Your objective - According to the text on feline asthma, which parts of the body does the disease affect?

==== Supplied text ====

Asthma is a chronic disease that affects the lungs and lower airways.
The airways become thick, and mucus production increases, which constricts the airways. This makes it difficult for the cat to breathe.
Asthma sometimes develops spontaneously for no known reason. Other times, it is an allergic reaction from inhaled irritants (cigarette smoke, dust, perfume, etc.).
- Exercise intolerance
- Difficulty breathing
- Shallow, rapid breathing
- Open-mouth breathing
Asthma can turn into a respiratory crisis. Sudden breathing difficulty due to narrowing of the airway can be life-threatening. If you notice any of the above signs, call your veterinarian immediately.

==== Record extracts ====

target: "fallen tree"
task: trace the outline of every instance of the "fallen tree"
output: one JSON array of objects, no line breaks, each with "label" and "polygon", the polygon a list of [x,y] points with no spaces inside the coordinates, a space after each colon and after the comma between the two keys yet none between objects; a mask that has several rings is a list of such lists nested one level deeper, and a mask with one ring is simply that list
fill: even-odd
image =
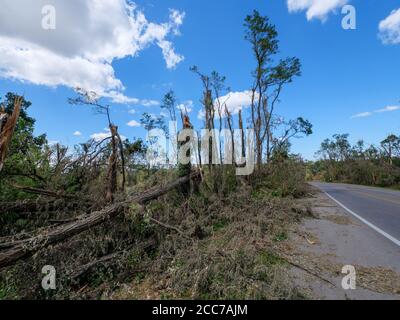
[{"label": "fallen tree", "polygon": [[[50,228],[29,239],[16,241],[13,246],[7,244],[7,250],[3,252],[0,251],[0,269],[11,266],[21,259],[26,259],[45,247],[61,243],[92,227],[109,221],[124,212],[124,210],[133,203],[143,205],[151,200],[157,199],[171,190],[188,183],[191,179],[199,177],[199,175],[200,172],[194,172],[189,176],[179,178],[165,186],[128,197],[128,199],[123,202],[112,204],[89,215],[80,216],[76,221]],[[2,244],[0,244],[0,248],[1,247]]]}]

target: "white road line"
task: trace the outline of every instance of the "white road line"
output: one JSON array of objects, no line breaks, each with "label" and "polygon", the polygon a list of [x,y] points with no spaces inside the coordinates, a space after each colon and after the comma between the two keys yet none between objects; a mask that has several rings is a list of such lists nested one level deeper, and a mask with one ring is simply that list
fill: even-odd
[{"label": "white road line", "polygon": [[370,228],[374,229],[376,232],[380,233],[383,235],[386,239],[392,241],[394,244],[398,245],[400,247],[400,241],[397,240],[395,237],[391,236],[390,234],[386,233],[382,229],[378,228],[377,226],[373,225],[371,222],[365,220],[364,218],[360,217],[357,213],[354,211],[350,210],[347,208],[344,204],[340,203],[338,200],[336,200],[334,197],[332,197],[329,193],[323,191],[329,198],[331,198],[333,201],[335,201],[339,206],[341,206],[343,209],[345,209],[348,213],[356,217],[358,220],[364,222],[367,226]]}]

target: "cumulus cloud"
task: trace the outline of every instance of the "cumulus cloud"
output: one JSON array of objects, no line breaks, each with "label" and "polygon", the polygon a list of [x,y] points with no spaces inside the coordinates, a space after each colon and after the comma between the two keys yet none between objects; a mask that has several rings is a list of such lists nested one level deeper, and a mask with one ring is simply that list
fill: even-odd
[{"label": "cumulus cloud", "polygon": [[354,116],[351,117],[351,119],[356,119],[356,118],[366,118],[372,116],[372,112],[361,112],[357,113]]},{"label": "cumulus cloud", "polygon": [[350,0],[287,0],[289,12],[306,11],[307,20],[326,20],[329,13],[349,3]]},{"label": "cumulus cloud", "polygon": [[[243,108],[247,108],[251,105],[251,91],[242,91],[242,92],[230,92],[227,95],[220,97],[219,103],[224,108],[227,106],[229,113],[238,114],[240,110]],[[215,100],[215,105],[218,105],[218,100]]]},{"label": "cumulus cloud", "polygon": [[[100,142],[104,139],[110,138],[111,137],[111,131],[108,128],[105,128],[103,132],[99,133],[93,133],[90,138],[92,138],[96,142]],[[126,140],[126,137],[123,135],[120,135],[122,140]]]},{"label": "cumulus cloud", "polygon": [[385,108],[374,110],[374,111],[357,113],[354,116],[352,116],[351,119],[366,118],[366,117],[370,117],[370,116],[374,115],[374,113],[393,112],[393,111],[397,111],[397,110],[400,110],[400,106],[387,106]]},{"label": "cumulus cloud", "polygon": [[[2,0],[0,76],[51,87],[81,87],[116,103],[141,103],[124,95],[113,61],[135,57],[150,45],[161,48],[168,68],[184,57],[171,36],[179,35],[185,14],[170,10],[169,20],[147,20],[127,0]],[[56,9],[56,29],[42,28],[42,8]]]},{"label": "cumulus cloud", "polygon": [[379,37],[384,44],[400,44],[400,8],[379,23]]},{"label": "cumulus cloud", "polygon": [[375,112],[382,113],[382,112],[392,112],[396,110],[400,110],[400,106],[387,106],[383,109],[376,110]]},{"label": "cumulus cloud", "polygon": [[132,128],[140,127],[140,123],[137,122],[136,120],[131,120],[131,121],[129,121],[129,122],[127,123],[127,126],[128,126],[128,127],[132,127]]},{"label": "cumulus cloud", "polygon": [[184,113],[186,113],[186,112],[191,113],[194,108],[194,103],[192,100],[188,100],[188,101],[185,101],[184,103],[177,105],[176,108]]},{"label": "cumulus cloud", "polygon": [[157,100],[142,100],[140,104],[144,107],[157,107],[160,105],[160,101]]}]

====
==== Record extracts ====

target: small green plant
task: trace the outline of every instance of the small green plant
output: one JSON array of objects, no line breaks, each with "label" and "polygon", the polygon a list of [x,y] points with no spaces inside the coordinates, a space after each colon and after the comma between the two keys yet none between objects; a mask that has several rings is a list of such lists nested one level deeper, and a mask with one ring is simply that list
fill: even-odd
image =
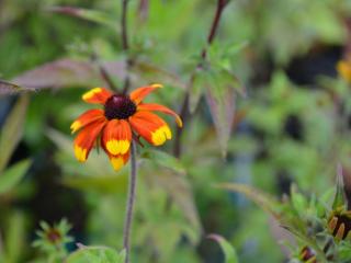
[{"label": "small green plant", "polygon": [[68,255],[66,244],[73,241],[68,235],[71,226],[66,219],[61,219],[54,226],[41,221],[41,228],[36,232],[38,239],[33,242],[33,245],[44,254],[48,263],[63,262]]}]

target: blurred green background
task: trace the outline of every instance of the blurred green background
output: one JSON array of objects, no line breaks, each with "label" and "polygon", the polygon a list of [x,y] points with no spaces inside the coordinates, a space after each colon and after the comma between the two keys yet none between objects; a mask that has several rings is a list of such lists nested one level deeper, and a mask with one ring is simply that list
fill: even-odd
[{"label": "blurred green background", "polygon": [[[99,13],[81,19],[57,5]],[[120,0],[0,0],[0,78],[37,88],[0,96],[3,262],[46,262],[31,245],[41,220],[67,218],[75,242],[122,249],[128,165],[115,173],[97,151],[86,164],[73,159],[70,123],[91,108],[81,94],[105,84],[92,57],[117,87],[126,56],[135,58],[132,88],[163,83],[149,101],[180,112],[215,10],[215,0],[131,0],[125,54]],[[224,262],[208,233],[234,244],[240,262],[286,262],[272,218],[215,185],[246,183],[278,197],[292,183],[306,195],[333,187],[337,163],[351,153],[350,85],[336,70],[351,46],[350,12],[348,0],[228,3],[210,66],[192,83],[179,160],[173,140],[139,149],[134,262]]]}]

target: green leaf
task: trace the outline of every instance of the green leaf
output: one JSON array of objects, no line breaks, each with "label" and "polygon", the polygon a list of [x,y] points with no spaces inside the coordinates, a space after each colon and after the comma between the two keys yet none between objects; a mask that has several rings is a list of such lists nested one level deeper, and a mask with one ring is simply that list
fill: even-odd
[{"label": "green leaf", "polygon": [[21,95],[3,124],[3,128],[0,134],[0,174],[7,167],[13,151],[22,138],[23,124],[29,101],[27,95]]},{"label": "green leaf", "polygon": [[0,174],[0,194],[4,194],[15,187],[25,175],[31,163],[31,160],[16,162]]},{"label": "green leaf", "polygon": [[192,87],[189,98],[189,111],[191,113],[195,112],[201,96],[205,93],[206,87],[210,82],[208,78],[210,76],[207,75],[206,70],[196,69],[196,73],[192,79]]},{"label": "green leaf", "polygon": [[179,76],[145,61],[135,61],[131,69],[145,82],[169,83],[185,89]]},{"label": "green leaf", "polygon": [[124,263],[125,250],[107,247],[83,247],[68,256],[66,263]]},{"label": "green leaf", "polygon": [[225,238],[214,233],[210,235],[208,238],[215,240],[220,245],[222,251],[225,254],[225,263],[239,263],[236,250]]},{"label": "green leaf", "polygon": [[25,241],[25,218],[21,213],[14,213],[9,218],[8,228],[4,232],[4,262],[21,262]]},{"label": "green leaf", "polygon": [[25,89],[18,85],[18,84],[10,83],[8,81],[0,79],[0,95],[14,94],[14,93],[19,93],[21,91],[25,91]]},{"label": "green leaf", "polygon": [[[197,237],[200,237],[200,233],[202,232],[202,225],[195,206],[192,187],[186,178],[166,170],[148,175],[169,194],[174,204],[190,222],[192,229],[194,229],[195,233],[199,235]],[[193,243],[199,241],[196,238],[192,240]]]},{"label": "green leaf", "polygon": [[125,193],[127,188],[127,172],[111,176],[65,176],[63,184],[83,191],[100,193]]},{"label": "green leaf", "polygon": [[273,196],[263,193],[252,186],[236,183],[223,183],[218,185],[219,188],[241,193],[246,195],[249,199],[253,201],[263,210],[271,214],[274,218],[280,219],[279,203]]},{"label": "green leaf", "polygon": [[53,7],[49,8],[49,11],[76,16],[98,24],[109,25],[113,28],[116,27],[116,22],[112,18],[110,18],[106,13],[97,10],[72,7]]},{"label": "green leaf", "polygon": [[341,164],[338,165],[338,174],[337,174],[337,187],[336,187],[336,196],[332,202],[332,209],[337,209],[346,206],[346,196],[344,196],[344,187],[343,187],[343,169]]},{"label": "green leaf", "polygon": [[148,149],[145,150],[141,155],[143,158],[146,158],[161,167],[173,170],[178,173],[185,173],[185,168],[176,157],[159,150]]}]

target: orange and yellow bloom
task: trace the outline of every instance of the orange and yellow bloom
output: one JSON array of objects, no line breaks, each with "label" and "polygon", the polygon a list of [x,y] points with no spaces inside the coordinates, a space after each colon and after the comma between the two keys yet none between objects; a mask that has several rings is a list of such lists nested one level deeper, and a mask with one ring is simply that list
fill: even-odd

====
==== Record extracts ====

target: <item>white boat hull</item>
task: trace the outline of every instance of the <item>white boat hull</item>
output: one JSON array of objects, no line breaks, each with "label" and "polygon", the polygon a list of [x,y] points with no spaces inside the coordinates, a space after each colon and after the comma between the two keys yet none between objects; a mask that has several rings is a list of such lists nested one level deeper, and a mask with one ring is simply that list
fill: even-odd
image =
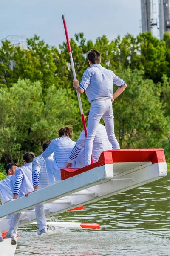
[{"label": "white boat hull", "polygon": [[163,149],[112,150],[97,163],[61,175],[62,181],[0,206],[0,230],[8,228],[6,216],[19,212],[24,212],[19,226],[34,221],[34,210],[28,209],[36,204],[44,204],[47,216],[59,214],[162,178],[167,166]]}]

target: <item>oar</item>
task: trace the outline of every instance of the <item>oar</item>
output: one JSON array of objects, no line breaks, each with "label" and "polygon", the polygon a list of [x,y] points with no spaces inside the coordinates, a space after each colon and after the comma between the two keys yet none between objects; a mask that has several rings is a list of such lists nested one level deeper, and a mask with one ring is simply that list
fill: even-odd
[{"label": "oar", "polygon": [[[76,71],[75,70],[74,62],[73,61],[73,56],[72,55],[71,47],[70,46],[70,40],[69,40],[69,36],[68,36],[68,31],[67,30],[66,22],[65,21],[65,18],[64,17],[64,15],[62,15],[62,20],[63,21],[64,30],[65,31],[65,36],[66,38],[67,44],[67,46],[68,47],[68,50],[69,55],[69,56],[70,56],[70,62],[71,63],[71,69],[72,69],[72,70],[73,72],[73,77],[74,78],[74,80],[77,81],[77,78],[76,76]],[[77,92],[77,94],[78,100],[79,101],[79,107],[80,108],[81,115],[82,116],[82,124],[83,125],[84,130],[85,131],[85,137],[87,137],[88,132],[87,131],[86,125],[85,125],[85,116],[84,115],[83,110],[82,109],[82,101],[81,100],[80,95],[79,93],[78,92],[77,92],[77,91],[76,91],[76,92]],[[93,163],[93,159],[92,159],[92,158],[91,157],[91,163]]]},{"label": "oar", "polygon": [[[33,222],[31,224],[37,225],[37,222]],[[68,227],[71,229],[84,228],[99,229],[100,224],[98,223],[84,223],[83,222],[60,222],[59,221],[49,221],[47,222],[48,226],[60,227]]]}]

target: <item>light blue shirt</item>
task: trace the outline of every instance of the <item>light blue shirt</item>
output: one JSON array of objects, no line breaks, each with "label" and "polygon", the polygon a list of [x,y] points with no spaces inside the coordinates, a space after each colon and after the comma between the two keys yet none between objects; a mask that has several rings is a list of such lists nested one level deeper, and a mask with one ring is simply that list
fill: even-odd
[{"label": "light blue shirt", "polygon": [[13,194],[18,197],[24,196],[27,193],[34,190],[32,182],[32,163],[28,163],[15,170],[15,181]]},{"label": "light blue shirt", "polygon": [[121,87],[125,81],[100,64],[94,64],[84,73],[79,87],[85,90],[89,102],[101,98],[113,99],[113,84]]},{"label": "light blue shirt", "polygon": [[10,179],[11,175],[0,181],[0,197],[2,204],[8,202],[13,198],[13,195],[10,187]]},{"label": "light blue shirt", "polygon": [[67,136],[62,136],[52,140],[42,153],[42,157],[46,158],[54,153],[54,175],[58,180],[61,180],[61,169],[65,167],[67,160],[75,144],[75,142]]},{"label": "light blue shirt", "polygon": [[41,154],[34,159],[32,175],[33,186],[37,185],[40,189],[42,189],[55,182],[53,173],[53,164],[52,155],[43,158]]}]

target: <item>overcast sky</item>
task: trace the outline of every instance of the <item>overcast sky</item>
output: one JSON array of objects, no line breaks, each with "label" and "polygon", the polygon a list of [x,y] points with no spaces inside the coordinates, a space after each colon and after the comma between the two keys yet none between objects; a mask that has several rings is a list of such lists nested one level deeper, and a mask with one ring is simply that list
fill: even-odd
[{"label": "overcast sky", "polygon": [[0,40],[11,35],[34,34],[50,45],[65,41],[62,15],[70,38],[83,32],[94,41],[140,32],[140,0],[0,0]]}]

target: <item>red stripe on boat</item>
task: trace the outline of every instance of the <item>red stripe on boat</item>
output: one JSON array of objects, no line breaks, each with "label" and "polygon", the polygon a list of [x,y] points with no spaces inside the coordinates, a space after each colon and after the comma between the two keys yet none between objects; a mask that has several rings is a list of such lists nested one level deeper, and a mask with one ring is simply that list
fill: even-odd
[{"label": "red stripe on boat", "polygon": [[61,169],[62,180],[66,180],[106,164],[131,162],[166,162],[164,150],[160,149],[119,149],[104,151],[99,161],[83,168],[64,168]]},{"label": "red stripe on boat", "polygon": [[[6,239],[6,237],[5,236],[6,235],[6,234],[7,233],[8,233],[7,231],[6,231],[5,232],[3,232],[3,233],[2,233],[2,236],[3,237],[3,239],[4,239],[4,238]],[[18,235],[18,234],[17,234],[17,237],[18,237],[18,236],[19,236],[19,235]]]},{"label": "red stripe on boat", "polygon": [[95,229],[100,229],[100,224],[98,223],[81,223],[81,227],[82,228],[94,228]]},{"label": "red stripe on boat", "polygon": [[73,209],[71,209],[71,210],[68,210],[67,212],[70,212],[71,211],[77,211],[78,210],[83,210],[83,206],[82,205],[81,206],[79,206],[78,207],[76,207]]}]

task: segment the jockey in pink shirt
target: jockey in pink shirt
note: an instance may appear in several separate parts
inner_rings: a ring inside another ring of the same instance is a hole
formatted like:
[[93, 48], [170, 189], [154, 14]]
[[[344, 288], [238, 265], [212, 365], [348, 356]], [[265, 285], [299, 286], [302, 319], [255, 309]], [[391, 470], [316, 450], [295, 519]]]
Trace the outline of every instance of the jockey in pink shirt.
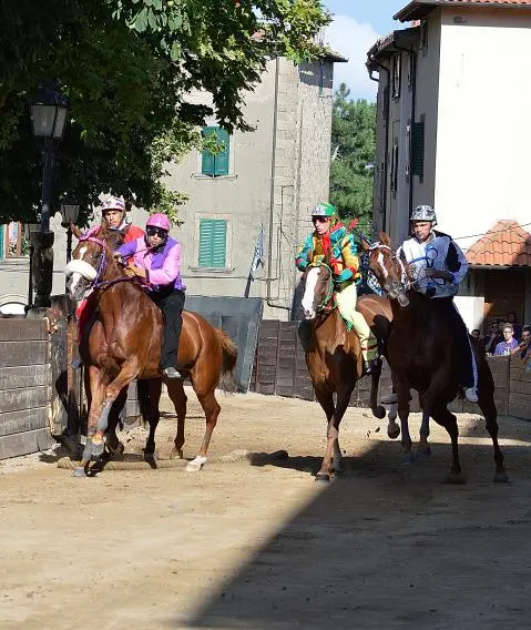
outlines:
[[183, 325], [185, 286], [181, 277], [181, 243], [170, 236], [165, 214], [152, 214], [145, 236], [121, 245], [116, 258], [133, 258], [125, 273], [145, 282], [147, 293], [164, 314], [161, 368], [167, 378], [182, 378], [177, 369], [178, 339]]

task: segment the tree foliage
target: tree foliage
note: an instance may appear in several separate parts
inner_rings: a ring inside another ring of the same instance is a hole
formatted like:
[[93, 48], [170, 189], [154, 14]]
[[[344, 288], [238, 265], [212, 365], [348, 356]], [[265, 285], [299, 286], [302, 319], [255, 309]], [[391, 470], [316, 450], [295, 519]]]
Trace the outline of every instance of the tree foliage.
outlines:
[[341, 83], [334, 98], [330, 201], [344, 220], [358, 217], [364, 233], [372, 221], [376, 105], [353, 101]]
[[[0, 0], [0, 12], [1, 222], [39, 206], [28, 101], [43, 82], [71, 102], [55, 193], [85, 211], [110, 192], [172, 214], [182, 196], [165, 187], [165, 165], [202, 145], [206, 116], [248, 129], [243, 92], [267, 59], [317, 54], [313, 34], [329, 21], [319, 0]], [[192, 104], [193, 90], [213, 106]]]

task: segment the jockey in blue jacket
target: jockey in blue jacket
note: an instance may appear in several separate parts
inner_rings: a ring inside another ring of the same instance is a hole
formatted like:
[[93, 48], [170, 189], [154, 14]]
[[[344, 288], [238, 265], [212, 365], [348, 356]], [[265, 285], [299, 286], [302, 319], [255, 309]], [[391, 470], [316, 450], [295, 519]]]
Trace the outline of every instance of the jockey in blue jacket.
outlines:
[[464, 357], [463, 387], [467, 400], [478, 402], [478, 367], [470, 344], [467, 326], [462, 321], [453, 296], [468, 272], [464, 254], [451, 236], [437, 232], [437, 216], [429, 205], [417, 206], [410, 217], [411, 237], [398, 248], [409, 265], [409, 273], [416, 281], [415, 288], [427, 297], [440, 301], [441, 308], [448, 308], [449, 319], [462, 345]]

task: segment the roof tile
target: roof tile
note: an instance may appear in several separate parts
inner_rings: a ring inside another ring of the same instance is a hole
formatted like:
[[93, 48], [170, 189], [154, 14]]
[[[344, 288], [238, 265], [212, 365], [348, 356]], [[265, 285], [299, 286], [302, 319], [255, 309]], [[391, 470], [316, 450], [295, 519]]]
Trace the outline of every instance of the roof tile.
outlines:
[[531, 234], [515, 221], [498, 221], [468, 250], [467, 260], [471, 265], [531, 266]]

====

Solved problem - The lungs and lower airways.